- **WHAT YOU NEED TO DO**:
Gather every line of the records below that contains the word "handrail", and copy each one. Case counts.

- **DATASET ROWS**:

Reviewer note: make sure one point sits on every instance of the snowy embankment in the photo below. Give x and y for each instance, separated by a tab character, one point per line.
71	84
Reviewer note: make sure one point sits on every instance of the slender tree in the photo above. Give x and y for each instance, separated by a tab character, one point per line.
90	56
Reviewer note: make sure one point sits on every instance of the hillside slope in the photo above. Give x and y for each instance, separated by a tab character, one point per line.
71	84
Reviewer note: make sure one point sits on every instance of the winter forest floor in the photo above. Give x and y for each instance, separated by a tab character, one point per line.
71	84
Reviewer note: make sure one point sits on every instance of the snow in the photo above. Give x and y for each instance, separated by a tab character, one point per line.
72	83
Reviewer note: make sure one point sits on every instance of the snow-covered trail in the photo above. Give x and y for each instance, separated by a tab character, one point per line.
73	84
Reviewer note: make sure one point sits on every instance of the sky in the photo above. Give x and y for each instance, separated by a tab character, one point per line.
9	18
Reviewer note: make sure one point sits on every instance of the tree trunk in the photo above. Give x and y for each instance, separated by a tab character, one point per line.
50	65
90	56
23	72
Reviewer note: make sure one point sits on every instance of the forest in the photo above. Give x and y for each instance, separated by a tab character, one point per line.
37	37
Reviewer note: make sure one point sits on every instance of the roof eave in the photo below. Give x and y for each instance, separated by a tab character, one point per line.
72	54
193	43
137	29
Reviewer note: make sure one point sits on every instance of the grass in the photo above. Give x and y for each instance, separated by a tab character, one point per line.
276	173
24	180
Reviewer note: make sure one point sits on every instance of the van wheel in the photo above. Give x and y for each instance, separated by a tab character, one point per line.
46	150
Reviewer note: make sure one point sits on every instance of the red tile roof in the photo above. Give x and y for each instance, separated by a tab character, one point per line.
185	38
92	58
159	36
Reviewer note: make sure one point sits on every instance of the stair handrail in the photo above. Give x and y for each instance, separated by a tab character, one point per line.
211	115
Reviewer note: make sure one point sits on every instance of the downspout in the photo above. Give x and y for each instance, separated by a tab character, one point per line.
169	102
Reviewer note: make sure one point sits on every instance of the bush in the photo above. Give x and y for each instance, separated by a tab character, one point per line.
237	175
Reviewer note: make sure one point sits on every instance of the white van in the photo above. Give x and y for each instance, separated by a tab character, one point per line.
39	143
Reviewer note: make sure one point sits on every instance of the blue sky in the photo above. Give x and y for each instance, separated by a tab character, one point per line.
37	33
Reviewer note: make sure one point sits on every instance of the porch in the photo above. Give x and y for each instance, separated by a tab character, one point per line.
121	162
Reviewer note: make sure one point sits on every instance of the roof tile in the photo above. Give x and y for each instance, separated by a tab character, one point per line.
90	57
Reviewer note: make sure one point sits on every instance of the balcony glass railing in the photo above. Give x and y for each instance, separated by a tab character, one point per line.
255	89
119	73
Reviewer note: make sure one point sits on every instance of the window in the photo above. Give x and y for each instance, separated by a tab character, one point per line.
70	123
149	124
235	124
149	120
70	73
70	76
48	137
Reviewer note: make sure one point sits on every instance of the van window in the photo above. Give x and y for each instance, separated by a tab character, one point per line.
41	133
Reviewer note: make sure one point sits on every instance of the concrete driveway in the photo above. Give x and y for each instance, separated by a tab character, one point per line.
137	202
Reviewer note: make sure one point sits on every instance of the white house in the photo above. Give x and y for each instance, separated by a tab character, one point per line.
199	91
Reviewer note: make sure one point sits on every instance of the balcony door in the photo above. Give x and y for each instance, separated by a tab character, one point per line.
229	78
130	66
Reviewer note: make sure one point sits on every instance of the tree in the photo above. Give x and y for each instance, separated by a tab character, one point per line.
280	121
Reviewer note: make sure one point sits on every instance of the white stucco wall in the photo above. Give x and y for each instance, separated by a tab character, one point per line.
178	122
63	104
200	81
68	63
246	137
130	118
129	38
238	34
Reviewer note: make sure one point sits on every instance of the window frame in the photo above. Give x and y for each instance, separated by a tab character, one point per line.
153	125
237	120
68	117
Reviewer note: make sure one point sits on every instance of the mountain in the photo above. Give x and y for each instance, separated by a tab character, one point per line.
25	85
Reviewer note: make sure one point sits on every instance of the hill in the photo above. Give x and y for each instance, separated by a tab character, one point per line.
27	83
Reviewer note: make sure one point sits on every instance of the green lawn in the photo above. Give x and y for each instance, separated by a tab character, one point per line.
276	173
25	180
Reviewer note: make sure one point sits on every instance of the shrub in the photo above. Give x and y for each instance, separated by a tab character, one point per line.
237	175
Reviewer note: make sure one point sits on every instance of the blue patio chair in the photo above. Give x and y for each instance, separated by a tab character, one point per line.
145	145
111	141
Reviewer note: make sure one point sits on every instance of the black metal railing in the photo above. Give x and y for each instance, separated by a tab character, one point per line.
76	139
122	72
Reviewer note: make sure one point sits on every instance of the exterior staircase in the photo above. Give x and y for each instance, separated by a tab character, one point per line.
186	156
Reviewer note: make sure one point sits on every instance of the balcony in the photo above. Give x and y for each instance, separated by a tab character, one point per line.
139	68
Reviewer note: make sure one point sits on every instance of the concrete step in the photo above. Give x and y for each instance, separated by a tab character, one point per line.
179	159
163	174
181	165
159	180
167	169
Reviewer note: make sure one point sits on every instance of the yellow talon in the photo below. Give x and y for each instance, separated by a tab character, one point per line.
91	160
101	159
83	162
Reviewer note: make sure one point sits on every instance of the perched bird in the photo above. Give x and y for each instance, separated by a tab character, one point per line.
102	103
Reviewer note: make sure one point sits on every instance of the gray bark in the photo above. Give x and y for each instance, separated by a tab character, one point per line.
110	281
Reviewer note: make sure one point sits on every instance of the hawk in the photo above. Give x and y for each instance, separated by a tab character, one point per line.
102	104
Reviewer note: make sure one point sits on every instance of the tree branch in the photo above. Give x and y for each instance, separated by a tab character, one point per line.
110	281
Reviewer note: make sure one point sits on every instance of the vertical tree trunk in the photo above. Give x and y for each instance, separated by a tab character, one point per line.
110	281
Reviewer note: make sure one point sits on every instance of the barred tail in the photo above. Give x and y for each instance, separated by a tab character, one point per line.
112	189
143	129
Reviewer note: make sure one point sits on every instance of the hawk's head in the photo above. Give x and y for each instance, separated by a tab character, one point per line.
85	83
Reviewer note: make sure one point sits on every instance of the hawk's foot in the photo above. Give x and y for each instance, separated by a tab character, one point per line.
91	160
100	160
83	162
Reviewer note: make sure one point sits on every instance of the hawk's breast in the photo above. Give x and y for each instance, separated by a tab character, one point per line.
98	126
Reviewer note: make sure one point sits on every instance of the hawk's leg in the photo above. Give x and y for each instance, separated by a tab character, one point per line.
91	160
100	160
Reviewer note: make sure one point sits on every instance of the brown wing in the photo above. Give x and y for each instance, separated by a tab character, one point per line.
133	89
* * *
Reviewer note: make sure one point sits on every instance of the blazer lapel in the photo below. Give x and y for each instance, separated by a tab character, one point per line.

- **COMPLETE OUTPUT**:
Reviewer note: make sure one point sits on every instance of the stair handrail in the photo above. Give x and y for each instance, separated by a tab character, one point per line.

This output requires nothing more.